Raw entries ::

** BEGIN **

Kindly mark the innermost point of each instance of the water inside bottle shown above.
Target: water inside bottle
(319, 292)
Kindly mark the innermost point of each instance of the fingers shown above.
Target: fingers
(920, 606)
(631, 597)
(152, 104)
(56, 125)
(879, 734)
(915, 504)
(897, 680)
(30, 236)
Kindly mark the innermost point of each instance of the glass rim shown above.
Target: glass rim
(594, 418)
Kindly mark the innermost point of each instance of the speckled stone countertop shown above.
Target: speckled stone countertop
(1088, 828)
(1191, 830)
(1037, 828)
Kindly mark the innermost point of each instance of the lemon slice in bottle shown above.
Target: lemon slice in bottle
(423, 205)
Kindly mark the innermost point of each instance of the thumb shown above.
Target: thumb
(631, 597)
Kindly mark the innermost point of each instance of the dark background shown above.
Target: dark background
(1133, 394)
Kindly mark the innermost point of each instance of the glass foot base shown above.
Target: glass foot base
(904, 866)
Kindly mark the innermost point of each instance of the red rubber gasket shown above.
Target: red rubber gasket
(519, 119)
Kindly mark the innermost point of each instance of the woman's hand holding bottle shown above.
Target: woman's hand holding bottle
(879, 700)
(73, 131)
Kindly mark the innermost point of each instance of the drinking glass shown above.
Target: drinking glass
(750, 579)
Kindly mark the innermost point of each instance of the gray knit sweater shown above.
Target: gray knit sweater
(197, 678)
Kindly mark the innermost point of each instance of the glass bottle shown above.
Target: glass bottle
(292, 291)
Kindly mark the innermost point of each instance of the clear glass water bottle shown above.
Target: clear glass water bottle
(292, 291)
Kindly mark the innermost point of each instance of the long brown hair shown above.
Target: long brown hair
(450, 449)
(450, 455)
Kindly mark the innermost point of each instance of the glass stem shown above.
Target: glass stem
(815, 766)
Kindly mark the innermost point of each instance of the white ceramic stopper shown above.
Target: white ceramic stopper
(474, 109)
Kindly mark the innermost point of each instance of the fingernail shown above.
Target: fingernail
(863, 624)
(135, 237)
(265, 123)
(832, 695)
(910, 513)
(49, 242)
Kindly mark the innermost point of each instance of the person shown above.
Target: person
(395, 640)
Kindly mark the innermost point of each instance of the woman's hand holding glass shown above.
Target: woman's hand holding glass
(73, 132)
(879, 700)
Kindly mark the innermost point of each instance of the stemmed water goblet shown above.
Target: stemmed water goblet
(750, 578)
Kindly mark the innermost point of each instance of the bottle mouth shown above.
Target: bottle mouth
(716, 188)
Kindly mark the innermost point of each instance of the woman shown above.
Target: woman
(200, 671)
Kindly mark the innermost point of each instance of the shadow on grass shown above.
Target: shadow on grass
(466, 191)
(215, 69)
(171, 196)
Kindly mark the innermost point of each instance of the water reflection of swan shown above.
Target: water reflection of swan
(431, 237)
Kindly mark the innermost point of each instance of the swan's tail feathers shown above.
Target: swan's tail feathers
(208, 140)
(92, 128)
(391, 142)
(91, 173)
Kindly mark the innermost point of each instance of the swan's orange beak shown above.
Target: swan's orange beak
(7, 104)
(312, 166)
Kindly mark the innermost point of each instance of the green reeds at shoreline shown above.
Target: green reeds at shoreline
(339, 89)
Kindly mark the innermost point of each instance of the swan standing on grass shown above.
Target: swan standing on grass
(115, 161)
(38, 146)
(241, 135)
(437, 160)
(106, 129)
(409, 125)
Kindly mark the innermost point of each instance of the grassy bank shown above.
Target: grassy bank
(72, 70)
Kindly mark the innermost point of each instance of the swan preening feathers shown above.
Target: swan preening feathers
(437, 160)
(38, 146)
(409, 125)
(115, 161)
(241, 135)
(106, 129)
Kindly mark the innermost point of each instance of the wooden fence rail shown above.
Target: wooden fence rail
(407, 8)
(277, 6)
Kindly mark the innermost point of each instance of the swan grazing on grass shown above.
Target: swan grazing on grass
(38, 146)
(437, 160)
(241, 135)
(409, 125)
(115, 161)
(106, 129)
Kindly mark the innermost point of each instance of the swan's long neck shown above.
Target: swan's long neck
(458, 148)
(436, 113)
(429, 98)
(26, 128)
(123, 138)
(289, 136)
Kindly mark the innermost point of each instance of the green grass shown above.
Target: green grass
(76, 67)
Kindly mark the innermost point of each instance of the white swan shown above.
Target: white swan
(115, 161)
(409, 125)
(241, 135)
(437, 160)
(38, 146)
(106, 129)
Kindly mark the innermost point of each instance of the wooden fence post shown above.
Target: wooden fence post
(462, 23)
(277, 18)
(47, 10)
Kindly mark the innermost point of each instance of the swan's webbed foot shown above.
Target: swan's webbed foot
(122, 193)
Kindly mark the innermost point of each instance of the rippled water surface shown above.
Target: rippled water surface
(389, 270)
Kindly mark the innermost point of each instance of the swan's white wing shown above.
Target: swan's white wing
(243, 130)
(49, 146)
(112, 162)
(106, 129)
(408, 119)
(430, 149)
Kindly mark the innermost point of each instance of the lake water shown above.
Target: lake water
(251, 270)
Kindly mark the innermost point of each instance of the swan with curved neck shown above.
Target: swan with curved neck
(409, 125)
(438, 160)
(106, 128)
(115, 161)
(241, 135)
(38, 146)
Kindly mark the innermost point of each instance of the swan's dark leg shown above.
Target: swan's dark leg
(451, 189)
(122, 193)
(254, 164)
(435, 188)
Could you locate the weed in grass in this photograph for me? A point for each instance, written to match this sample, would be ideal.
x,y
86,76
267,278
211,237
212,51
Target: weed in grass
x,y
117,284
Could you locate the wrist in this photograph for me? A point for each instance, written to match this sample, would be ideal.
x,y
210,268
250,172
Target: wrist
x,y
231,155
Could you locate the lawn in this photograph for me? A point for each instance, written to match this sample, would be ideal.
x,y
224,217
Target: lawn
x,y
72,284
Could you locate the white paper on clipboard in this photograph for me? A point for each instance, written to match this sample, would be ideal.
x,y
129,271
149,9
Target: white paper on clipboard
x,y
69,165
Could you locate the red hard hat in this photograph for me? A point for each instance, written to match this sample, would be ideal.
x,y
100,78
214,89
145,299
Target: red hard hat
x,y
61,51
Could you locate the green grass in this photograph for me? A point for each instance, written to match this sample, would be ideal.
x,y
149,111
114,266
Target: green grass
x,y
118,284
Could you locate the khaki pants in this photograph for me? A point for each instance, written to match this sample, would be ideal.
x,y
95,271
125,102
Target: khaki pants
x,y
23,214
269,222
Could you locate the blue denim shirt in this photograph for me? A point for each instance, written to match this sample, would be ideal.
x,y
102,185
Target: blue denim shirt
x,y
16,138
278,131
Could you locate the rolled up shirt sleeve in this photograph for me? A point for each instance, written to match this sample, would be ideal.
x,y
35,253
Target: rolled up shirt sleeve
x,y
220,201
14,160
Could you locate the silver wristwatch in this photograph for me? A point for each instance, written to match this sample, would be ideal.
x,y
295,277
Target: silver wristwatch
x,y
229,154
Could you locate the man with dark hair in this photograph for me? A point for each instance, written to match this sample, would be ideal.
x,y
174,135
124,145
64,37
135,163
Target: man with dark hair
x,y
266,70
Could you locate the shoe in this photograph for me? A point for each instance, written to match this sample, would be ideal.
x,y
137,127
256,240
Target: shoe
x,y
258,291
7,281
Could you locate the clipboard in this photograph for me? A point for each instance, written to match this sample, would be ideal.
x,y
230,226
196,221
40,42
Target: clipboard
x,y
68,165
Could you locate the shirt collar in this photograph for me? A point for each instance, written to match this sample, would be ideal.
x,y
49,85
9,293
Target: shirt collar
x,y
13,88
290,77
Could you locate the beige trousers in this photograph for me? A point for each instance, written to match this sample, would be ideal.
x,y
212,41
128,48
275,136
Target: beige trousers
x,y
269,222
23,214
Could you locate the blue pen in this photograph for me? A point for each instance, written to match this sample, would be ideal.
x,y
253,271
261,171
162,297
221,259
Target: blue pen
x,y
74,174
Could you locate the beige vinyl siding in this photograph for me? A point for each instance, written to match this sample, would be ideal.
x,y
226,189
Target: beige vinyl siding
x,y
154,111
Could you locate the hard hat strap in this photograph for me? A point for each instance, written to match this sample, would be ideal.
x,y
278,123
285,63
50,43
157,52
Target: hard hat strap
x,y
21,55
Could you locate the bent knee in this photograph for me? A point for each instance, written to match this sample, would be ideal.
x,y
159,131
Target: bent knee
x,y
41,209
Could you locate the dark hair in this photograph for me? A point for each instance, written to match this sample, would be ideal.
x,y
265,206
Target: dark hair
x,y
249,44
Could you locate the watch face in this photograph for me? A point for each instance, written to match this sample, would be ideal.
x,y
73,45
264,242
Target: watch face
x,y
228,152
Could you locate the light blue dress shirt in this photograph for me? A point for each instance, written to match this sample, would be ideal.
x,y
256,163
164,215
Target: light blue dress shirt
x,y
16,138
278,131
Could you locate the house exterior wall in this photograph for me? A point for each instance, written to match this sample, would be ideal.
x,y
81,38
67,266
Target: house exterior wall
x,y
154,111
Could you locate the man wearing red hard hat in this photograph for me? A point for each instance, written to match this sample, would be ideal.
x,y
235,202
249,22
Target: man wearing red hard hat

** END **

What to do :: Please copy out, word for word, the lines from the one containing "Kindly mark the innermost point of each instance of the lemon" through the one containing "(1133, 394)", both ends included.

Written solution ::
Kindly mark the innermost point of each instance of the lemon slice in bottle shown above.
Target: lemon slice in bottle
(423, 205)
Kindly mark the innermost point of each instance of the thumb shown above.
Target: thumb
(631, 597)
Kindly mark the innermost point of each instance of the dark background shown above.
Target: dark background
(1133, 394)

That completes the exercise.